BEGIN PASSAGE TO READ
Very vivid and humourous imagery as i could actually see myself watching this dance display and the poor lad tumbling into the standard rose bushes. This has gotta be one of your best ones, well done :-).

Cloudia said...

glimmering in the depths of memory. . .

Warm Aloha from Honolulu
Comfort Spiral

> < } } ( ° >

Kat Mortensen said...

A tough subject to write, and no less to convey, but your words do reveal your depth of feeling.

I worked as a TA with special needs children and I get it.

The Weaver of Grass said...

Thank goodness the days of ESN and SSN have once and for all disappeared. I worked in that area too for many years Dave and my goodness me what wonderful talents some of those children had.

Jackie Jordan said...

I taught for three (3) months in a Special Education class in an alternative school (the last resort before the reformatory, or jail). The children fell upon me, for they were wild roses with horrific thorns.

Helen said...
END PASSAGE TO READ
BEGIN EXTRACTED DATA
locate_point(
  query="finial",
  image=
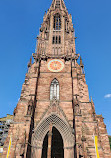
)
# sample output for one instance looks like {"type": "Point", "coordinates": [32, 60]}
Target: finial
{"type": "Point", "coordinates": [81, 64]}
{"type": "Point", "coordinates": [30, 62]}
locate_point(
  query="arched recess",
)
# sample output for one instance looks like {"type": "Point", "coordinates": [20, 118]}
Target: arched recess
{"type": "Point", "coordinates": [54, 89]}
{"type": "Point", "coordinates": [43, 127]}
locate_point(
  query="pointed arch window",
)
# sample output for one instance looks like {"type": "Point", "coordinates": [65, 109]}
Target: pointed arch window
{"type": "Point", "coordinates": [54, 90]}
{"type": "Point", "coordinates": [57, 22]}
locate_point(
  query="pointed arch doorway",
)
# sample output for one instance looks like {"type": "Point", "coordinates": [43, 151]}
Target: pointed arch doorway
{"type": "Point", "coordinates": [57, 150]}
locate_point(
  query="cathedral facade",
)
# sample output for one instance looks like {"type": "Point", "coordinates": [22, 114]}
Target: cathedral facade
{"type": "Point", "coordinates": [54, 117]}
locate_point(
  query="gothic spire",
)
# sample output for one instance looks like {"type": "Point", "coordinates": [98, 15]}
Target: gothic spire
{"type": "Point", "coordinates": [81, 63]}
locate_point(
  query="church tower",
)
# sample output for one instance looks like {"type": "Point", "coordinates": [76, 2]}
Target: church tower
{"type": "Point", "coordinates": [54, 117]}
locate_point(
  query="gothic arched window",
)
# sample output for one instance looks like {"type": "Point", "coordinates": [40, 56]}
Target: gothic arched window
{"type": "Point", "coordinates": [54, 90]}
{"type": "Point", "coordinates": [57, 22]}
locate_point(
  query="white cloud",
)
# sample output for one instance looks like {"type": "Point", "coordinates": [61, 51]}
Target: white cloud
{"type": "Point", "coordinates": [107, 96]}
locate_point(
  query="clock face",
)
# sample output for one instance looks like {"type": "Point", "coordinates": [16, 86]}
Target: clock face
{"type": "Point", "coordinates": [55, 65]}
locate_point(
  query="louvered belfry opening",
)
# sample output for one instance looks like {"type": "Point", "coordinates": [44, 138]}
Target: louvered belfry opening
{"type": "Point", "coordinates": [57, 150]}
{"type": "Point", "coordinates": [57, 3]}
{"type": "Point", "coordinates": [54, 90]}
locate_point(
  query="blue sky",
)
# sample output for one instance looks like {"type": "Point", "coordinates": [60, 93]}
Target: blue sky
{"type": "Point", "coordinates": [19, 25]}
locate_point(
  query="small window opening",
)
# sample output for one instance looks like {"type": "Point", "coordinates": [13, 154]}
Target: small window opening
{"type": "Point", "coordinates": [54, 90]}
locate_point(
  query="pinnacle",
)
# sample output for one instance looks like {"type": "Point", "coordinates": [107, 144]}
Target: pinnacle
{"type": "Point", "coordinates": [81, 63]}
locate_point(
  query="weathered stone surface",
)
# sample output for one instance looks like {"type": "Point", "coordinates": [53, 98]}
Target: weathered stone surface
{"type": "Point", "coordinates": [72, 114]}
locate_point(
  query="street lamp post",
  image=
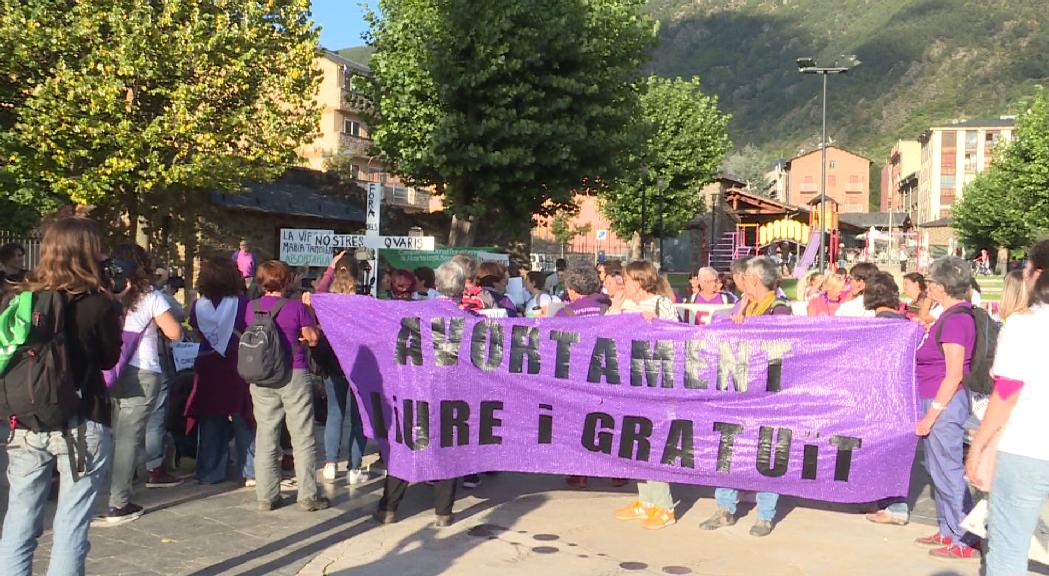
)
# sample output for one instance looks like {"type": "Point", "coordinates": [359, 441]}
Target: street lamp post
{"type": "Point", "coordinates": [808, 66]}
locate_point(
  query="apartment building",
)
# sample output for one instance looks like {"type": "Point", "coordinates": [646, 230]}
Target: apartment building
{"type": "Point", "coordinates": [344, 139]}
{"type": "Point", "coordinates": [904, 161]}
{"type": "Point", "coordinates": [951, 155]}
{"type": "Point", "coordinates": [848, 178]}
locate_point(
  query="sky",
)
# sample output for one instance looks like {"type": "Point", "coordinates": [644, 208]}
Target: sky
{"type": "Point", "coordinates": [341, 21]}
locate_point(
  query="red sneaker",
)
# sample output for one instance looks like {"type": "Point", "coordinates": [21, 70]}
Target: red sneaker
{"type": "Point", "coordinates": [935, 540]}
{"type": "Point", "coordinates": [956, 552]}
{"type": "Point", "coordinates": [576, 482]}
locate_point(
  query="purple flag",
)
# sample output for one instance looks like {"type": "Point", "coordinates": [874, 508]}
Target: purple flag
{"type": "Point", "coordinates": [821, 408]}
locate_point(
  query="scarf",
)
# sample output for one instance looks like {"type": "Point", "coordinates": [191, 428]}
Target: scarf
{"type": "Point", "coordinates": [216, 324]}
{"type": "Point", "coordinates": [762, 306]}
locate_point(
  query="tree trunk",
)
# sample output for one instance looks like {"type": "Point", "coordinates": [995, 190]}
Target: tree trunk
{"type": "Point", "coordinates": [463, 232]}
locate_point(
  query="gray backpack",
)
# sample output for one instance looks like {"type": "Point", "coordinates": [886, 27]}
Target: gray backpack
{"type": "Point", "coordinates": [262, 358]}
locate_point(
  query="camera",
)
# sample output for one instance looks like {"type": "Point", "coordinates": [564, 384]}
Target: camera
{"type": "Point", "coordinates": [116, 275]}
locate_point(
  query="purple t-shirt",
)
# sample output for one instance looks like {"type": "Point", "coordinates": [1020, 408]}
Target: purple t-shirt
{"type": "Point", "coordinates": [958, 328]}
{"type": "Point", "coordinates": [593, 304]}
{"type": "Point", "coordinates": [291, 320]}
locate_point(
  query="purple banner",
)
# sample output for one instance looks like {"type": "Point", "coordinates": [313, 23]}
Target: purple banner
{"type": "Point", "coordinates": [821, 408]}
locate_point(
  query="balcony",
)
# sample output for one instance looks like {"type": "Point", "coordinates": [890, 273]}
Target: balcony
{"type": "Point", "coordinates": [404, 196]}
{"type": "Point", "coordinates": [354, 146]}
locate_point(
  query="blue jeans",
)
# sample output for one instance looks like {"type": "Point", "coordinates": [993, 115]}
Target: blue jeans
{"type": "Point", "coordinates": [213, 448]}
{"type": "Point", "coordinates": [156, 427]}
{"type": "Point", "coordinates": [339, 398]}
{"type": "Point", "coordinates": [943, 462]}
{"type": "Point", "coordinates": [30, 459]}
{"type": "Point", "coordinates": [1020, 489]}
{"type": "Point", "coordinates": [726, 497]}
END EXTRACTED DATA
- [TASK SET]
1. In the comment thread, why does the first commenter call the imagery very vivid? Answer in one to three sentences.
2. Please reproduce the comment thread word for word, starting at "Kat Mortensen said..." and ending at "those children had.".
3. Carry on the comment thread from the point where it stops.
The records are separate material, apart from the comment thread.

- [TASK ANSWERS]
1. The commenter finds the imagery vivid and humorous because they could actually see themselves watching the dance display and the poor lad tumbling into the standard rose bushes.

2.
Kat Mortensen said...

A tough subject to write, and no less to convey, but your words do reveal your depth of feeling.

I worked as a TA with special needs children and I get it.

The Weaver of Grass said...

Thank goodness the days of ESN and SSN have once and for all disappeared. I worked in that area too for many years Dave and my goodness me what wonderful talents some of those children had.

3.
Oh Dave, how I enjoyed this! My son was born with developmental disabilities ... attended special education classes, was eventually mainstreamed into high school. On the night he graduated (with several generations of us in attendance) he got confused and after receiving his diploma walked off in the wrong direction. Everyone in his class loved him and even though they laughed, it was laughter filled with pride, love and acceptance. Thank you for writing this.

Mary said...

Dave, if this is what sent you into special ed, it was a good thing. I used to have in my 'regular' class a lot of special kids. Some parents and kids as well came to me years later and thanked me. These kids were indeed special, and I was privileged to know them. They often were my 'favorites.' A very honest poem here.

Tumblewords: said...

Excellent! The thoughtfulness and skill with which you've written this are wonderfully rewarding for the reader!

Anonymous said...

you really think we have evolved. there is so much cruelty and unfairness, and stupidity.

Dave King said...

Sincere thanks for this comment. It means a great deal.

Ah, where should we be without our glimmerings!

Yes, you are right. It was a tough subject, and this was not my first attempt. So easy for some phrase or other not to come out quite right. Thanks for the reassurance.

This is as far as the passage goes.